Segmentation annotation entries
^^^^^^^^
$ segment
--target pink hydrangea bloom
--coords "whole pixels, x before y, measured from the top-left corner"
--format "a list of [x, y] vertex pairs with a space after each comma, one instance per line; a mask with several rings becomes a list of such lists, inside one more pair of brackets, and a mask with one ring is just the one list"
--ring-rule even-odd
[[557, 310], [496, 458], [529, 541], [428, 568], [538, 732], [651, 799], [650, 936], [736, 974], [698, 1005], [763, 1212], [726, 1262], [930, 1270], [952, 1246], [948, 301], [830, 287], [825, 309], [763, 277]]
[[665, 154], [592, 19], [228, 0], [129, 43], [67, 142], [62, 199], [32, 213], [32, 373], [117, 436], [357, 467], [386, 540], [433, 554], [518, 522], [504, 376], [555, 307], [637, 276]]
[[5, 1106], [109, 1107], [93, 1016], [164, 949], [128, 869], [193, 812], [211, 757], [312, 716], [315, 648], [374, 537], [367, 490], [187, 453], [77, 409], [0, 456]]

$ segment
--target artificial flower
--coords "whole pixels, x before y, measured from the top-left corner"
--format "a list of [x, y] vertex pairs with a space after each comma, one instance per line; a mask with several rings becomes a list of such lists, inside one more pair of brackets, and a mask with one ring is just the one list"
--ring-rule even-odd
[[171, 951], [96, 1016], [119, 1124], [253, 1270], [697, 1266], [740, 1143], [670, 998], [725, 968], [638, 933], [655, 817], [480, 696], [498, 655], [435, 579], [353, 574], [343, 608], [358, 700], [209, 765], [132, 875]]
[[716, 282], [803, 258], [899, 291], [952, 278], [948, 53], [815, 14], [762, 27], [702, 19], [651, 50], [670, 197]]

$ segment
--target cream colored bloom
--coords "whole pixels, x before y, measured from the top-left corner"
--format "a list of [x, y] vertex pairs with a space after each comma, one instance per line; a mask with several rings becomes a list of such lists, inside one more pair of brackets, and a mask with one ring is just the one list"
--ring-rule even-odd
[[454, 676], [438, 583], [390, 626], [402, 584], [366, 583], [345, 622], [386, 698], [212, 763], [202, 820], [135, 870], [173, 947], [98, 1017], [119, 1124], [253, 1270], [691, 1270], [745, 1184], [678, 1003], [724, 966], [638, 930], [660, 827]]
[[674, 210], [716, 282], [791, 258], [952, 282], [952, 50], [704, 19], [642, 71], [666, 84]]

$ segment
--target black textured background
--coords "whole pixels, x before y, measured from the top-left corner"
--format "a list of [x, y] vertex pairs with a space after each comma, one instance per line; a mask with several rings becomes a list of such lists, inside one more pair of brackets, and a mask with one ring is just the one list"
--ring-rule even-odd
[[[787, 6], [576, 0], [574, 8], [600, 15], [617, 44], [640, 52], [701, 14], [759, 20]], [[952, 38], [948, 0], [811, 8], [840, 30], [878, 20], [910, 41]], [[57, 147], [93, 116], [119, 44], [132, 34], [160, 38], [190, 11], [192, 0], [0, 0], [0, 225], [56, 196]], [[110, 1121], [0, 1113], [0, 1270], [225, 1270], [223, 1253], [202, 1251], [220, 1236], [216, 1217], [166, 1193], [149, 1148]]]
^^^^^^^^
### Stated problem:
Transcribe every line of the entries above verbatim, keeping each character, space, and line break unchanged.

### Worked solution:
$ segment
--target pink hydrangea bloom
--coords "whole pixels, x before y, measured from the top-left corner"
--format "a list of [x, y] vertex pairs with a space after each comma, one instance per line; a mask with several rings becomes a list of such lists, inside one more pair of brackets, and a mask with one ring is just the one list"
--ring-rule even-odd
[[557, 310], [496, 458], [529, 541], [428, 568], [538, 732], [651, 799], [650, 936], [736, 974], [698, 1005], [763, 1212], [726, 1262], [930, 1270], [952, 1246], [948, 301], [830, 287], [825, 309], [763, 277]]
[[665, 154], [592, 19], [228, 0], [129, 43], [67, 142], [62, 199], [32, 213], [32, 373], [117, 436], [357, 467], [386, 540], [433, 554], [518, 522], [504, 376], [555, 307], [637, 276]]
[[5, 1106], [109, 1107], [93, 1016], [164, 949], [128, 869], [193, 812], [211, 757], [312, 716], [315, 648], [374, 537], [367, 490], [187, 453], [77, 409], [0, 456]]

$ segment
--target artificial flower
--coords "whole pixels, x before y, measured from the top-left corner"
--format "a list of [x, y] vertex pairs with a space after each comma, one instance per line; a mask with several rings becomes a list of such lists, inside one more pair of brackets, and a mask with one ring is just the one list"
--ring-rule even-odd
[[171, 951], [96, 1016], [119, 1124], [253, 1270], [697, 1266], [740, 1143], [670, 998], [725, 968], [638, 933], [655, 817], [480, 696], [498, 655], [435, 579], [353, 574], [343, 608], [358, 700], [209, 765], [132, 875]]
[[716, 282], [803, 258], [899, 291], [952, 278], [948, 53], [815, 14], [762, 27], [702, 19], [651, 50], [670, 197]]

$ segment
--target cream colored bloom
--coords "whole pixels, x before y, measured from the top-left corner"
--format "a list of [x, y] vertex pairs with a space after each comma, one instance per line; a mask with several rings becomes a list of such lists, inside one more pair of brackets, and a mask with one ring is just the one list"
--ring-rule even-odd
[[454, 676], [438, 583], [390, 626], [402, 584], [366, 583], [345, 622], [386, 698], [212, 763], [202, 820], [135, 870], [173, 947], [98, 1017], [119, 1124], [253, 1270], [691, 1270], [745, 1184], [678, 1003], [724, 966], [638, 930], [660, 827]]
[[674, 210], [716, 282], [791, 258], [952, 282], [952, 50], [704, 19], [642, 71], [666, 84]]

$ segment
--target black textured background
--coords "whole pixels, x before y, measured from the top-left corner"
--format "a list of [x, y] vertex pairs with a space after each comma, one instance per line; a mask with several rings becomes a list of such lists, inside one more pair of brackets, and a mask with one ring is just the one list"
--ring-rule even-odd
[[[787, 6], [576, 0], [574, 8], [600, 15], [617, 44], [640, 52], [701, 14], [759, 20]], [[952, 38], [948, 0], [811, 8], [840, 30], [878, 20], [910, 41]], [[57, 147], [93, 116], [119, 44], [132, 34], [160, 38], [190, 11], [192, 0], [0, 0], [0, 225], [56, 196]], [[110, 1121], [0, 1113], [0, 1270], [225, 1270], [223, 1253], [202, 1251], [220, 1236], [216, 1217], [166, 1193], [149, 1148]]]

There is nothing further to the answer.